═══ Recorded data
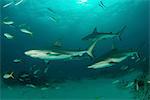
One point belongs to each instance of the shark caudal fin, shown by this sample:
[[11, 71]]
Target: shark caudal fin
[[90, 49], [121, 31]]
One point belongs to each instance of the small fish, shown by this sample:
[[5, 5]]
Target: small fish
[[19, 2], [21, 80], [130, 84], [8, 22], [8, 36], [7, 76], [26, 31], [17, 60], [45, 70], [24, 75], [31, 85], [82, 1], [102, 3], [116, 81], [53, 19], [6, 5], [51, 10], [36, 71], [44, 88], [138, 60], [124, 67]]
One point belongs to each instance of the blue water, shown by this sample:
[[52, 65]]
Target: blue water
[[74, 21]]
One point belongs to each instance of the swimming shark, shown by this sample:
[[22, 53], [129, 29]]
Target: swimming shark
[[114, 57], [48, 55], [95, 35]]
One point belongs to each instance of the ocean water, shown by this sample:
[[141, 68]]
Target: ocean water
[[66, 22]]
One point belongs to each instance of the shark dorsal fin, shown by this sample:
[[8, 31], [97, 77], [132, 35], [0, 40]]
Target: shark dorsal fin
[[95, 31]]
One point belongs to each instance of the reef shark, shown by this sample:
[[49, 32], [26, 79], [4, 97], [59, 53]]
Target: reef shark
[[95, 35], [114, 57], [48, 55]]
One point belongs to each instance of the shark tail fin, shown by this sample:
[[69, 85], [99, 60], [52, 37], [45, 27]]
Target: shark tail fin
[[120, 32], [11, 75], [90, 49]]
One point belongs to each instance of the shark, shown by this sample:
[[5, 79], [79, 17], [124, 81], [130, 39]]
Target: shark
[[58, 54], [113, 57], [95, 35]]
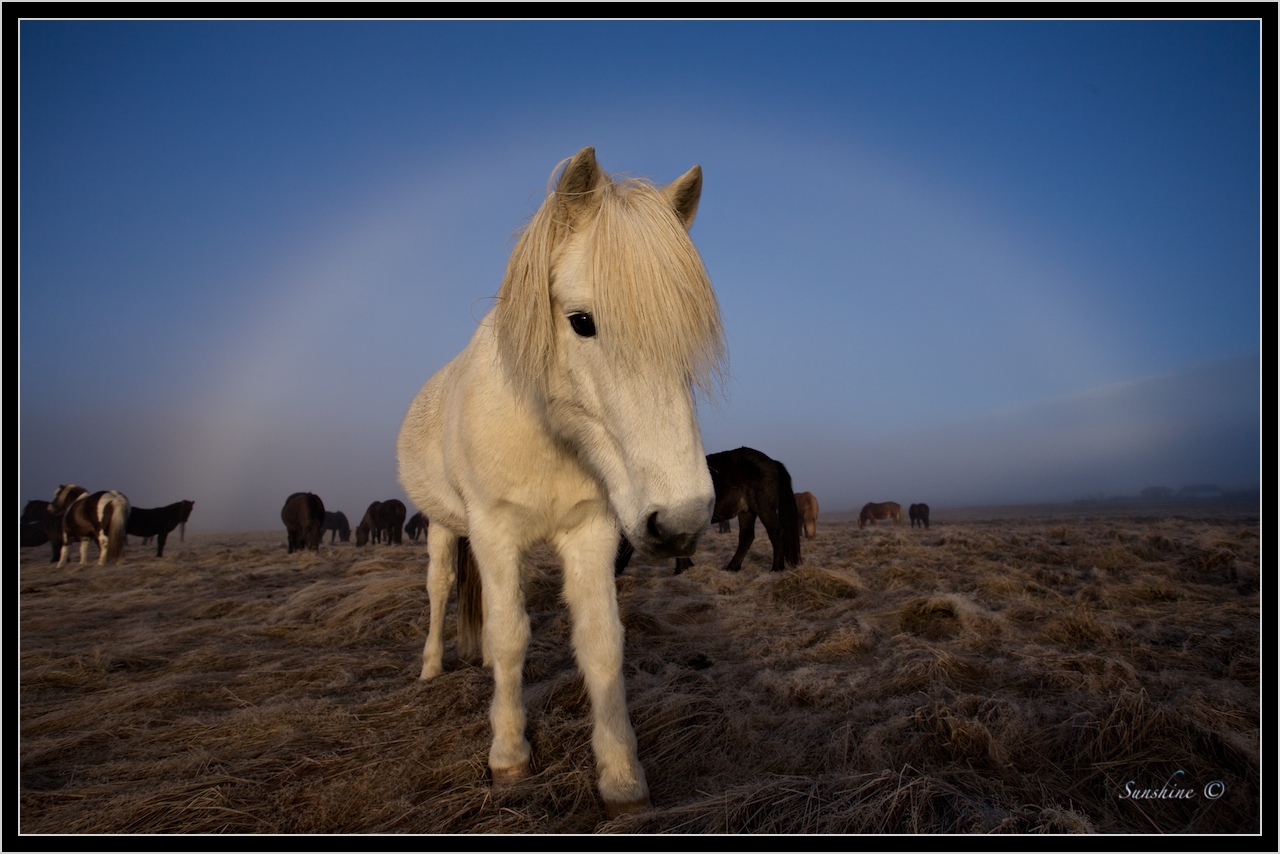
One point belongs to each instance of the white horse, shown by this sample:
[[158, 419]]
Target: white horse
══════
- _Your goal_
The lines from the one containing "One point belongs to each instance of the white" to the final line of the listing above must be set down exactly, both included.

- _Written answer_
One point belongs to each instance of the white horse, shown by this sample:
[[158, 419]]
Target: white horse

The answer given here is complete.